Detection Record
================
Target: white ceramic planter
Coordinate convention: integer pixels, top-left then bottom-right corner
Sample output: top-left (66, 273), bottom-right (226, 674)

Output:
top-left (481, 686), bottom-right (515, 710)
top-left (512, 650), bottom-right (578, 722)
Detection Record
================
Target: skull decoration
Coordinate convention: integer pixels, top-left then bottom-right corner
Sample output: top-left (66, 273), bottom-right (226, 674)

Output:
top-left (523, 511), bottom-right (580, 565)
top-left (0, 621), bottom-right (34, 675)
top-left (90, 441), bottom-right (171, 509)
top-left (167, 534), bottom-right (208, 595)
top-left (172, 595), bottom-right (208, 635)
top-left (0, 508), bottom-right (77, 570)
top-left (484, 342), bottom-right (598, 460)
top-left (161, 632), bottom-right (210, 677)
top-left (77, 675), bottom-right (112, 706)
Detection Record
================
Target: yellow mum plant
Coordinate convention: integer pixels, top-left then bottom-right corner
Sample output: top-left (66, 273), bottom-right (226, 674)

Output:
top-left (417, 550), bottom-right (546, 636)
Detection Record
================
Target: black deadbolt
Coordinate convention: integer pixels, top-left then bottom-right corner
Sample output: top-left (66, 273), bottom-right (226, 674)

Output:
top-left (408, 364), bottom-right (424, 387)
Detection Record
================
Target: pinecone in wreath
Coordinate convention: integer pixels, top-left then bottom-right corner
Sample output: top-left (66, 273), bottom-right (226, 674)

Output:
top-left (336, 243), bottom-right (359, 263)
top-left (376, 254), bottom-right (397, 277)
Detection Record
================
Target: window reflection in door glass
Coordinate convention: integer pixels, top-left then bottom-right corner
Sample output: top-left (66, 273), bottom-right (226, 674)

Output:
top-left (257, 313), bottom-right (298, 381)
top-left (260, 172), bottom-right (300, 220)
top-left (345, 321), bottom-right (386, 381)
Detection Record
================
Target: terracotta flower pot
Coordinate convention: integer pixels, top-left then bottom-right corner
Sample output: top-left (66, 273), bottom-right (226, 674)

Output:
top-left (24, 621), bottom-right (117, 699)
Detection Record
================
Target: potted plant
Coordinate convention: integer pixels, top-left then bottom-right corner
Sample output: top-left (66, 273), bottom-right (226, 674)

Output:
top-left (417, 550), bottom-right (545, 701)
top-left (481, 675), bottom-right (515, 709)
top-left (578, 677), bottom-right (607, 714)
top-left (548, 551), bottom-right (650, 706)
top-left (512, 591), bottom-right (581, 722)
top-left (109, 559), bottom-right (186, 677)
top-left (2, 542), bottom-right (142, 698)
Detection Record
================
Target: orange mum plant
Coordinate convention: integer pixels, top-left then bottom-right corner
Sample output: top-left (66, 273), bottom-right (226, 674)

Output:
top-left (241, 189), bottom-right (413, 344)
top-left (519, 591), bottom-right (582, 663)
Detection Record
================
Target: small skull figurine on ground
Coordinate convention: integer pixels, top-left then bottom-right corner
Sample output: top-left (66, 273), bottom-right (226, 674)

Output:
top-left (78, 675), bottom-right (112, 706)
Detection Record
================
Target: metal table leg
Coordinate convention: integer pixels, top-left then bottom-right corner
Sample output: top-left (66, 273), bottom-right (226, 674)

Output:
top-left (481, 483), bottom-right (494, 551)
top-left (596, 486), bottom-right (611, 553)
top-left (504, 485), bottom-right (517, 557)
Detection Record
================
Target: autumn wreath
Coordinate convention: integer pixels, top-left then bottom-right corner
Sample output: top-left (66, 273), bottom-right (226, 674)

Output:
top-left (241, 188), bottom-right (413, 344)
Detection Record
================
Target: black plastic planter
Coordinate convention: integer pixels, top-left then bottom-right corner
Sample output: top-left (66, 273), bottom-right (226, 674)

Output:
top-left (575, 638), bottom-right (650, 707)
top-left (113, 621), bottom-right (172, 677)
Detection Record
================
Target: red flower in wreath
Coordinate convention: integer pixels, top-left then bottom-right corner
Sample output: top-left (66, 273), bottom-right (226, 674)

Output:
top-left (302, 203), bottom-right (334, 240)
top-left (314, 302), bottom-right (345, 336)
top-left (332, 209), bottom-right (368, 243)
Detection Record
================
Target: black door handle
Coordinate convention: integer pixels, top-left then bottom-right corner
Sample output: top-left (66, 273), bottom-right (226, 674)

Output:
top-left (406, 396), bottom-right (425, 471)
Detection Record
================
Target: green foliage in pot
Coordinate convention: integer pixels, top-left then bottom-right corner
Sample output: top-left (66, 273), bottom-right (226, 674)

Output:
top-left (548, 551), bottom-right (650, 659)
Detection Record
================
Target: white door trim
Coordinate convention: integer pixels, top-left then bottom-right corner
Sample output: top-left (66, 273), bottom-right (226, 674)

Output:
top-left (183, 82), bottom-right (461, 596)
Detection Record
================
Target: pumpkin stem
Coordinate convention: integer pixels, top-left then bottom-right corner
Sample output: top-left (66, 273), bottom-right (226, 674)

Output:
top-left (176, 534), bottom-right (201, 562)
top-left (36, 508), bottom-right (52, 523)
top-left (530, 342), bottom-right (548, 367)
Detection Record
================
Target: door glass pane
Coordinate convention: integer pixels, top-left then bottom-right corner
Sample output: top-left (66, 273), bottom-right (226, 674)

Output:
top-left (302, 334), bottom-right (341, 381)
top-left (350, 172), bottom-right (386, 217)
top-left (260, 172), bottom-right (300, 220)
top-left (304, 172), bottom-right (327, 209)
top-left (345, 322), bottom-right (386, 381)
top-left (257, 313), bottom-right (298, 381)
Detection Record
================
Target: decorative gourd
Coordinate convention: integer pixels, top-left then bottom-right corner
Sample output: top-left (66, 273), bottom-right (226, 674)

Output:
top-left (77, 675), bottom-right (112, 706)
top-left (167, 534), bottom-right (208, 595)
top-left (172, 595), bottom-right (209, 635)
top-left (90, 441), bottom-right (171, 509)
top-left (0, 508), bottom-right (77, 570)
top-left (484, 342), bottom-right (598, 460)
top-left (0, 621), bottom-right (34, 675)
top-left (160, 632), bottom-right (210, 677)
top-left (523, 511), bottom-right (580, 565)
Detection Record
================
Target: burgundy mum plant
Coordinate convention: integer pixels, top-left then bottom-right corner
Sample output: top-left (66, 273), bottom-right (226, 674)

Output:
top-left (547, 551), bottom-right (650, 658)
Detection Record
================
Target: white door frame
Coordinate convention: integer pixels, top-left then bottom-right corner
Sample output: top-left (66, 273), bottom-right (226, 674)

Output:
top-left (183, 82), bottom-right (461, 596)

AIM OF THE TASK
Reproduce every one of the records above, word for word and line for line, from the first through the last.

REPLY TO THE EXERCISE
Detection Record
================
Target: white ceramic planter
Coordinate convention: integer pixels, top-left then bottom-right corner
Sample output: top-left (66, 273), bottom-right (226, 674)

Output:
top-left (481, 686), bottom-right (515, 710)
top-left (512, 650), bottom-right (578, 722)
Detection Record
================
Target: skull decoration
Coordinate convention: integer pixels, top-left then bottom-right corner
Sample output: top-left (66, 273), bottom-right (226, 674)

Output:
top-left (523, 511), bottom-right (580, 565)
top-left (0, 621), bottom-right (34, 675)
top-left (90, 441), bottom-right (171, 509)
top-left (167, 534), bottom-right (208, 595)
top-left (172, 595), bottom-right (208, 635)
top-left (0, 508), bottom-right (77, 570)
top-left (484, 342), bottom-right (598, 460)
top-left (161, 632), bottom-right (210, 677)
top-left (77, 675), bottom-right (112, 706)
Detection Record
================
Target: yellow mum plant
Coordinate convention: integer pixels, top-left then bottom-right corner
Sample output: top-left (66, 273), bottom-right (226, 674)

Output:
top-left (417, 550), bottom-right (546, 636)
Detection Record
================
Target: black deadbolt
Coordinate convention: integer pixels, top-left then bottom-right corner
Sample output: top-left (66, 273), bottom-right (226, 674)

Output:
top-left (408, 364), bottom-right (424, 387)
Detection Record
================
Target: pinecone in wreath
Coordinate convention: integer pixels, top-left then bottom-right corner
Sample output: top-left (66, 273), bottom-right (226, 674)

Output:
top-left (336, 243), bottom-right (359, 263)
top-left (376, 254), bottom-right (397, 277)
Detection Record
================
Target: window reflection in door glass
Coordinate convention: integer pixels, top-left then bottom-right corner
Sample output: top-left (66, 273), bottom-right (226, 674)

Output:
top-left (257, 313), bottom-right (298, 381)
top-left (260, 172), bottom-right (300, 220)
top-left (345, 321), bottom-right (386, 381)
Detection Record
================
Target: terracotta flower pot
Coordinate convention: integer pixels, top-left then bottom-right corner
Sample output: top-left (66, 273), bottom-right (226, 674)

Output:
top-left (24, 621), bottom-right (117, 699)
Detection Record
================
Target: potted plant
Coordinate convention: integer pixels, top-left then bottom-right corner
Sample output: top-left (66, 273), bottom-right (226, 674)

Output:
top-left (417, 550), bottom-right (545, 701)
top-left (481, 675), bottom-right (515, 709)
top-left (578, 677), bottom-right (607, 714)
top-left (548, 551), bottom-right (650, 706)
top-left (512, 591), bottom-right (581, 722)
top-left (109, 559), bottom-right (186, 677)
top-left (2, 542), bottom-right (142, 698)
Detection Record
================
Target: orange mum plant
Coordinate convention: integer pixels, top-left then bottom-right corner
Sample output: top-left (66, 273), bottom-right (226, 674)

Output:
top-left (241, 189), bottom-right (413, 344)
top-left (519, 591), bottom-right (582, 663)
Detection Record
================
Target: small skull figurine on ground
Coordinate convention: integer pixels, top-left then bottom-right corner
Sample output: top-left (66, 273), bottom-right (226, 674)

Output:
top-left (78, 675), bottom-right (112, 706)
Detection Record
================
Target: metal table leg
Coordinate convention: integer pixels, top-left then bottom-right corner
Sample output: top-left (66, 273), bottom-right (226, 674)

Output:
top-left (481, 483), bottom-right (494, 551)
top-left (596, 486), bottom-right (611, 553)
top-left (504, 485), bottom-right (517, 557)
Detection Record
================
Target: autumn wreath
Coordinate convention: integer pixels, top-left then bottom-right corner
Sample output: top-left (66, 273), bottom-right (226, 674)

Output:
top-left (241, 188), bottom-right (413, 344)
Detection Record
================
Target: black plastic planter
Coordinate convention: integer pixels, top-left then bottom-right corner
Sample output: top-left (66, 273), bottom-right (226, 674)

Output:
top-left (575, 638), bottom-right (650, 707)
top-left (113, 621), bottom-right (172, 677)
Detection Record
================
Target: red flower in wreath
Coordinate convention: integer pixels, top-left then bottom-right corner
Sample output: top-left (66, 273), bottom-right (226, 674)

Output:
top-left (302, 203), bottom-right (334, 240)
top-left (314, 302), bottom-right (345, 336)
top-left (332, 209), bottom-right (368, 243)
Detection Record
================
Target: black door handle
Coordinate convention: integer pixels, top-left then bottom-right corner
Sample output: top-left (66, 273), bottom-right (226, 674)

Output:
top-left (406, 396), bottom-right (425, 471)
Detection Record
================
Target: green foliage in pot
Coordinate convention: integer pixels, top-left then bottom-right corner
Sample output: top-left (66, 273), bottom-right (226, 674)

Output:
top-left (548, 551), bottom-right (650, 659)
Detection Record
================
Target: white door trim
Coordinate convention: integer pixels, top-left then bottom-right corner
Sample output: top-left (66, 273), bottom-right (226, 674)

Output:
top-left (183, 82), bottom-right (461, 596)
Detection Record
================
Target: pumpkin stem
Coordinate convention: integer pixels, top-left then bottom-right corner
Sample output: top-left (66, 273), bottom-right (226, 674)

Output:
top-left (176, 534), bottom-right (201, 562)
top-left (36, 508), bottom-right (52, 523)
top-left (530, 342), bottom-right (548, 367)
Detection Record
================
Target: door glass pane
Coordinate convention: integer pixels, top-left then bottom-right corner
Sample output: top-left (66, 273), bottom-right (226, 674)

Output:
top-left (302, 334), bottom-right (341, 381)
top-left (350, 172), bottom-right (386, 217)
top-left (260, 172), bottom-right (300, 220)
top-left (304, 172), bottom-right (327, 209)
top-left (345, 322), bottom-right (386, 381)
top-left (257, 313), bottom-right (298, 381)
Detection Record
================
Target: decorative gourd
Coordinate convention: integer pixels, top-left then bottom-right corner
Sample output: top-left (66, 273), bottom-right (226, 674)

Output:
top-left (77, 675), bottom-right (112, 706)
top-left (167, 534), bottom-right (208, 595)
top-left (172, 595), bottom-right (209, 635)
top-left (90, 441), bottom-right (171, 509)
top-left (0, 508), bottom-right (77, 570)
top-left (484, 342), bottom-right (598, 460)
top-left (0, 621), bottom-right (34, 675)
top-left (160, 632), bottom-right (210, 677)
top-left (523, 511), bottom-right (580, 565)
Detection Record
================
Target: burgundy mum plant
Coordinate convention: integer pixels, top-left then bottom-right corner
Sample output: top-left (66, 273), bottom-right (226, 674)

Output:
top-left (547, 551), bottom-right (650, 658)
Detection Record
================
Target: white door frame
Coordinate convention: integer pixels, top-left then bottom-right corner
Sample output: top-left (66, 273), bottom-right (226, 674)

Output:
top-left (183, 82), bottom-right (461, 596)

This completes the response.